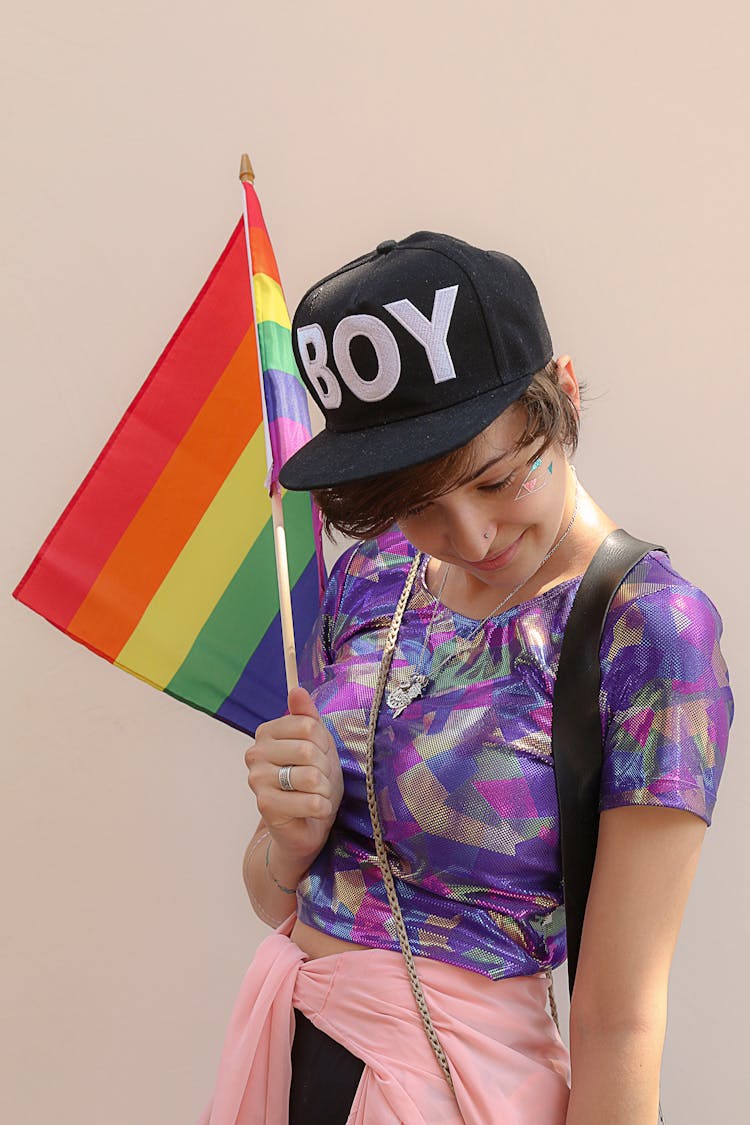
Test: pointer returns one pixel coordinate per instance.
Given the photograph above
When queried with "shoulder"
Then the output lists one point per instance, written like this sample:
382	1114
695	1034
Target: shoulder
367	579
666	701
659	622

■ ■ ■ ■

* WORK REQUIRED: Return every row above word for word, leaving out the pictures.

* TASK RESPONSE:
Test: pointer returns one pixel coordinate per instance.
Given the photograph above
When queried with "shoulder"
Then the output lists one point per instance, written like this sample:
382	1114
695	1034
Target: shoulder
367	579
666	701
659	622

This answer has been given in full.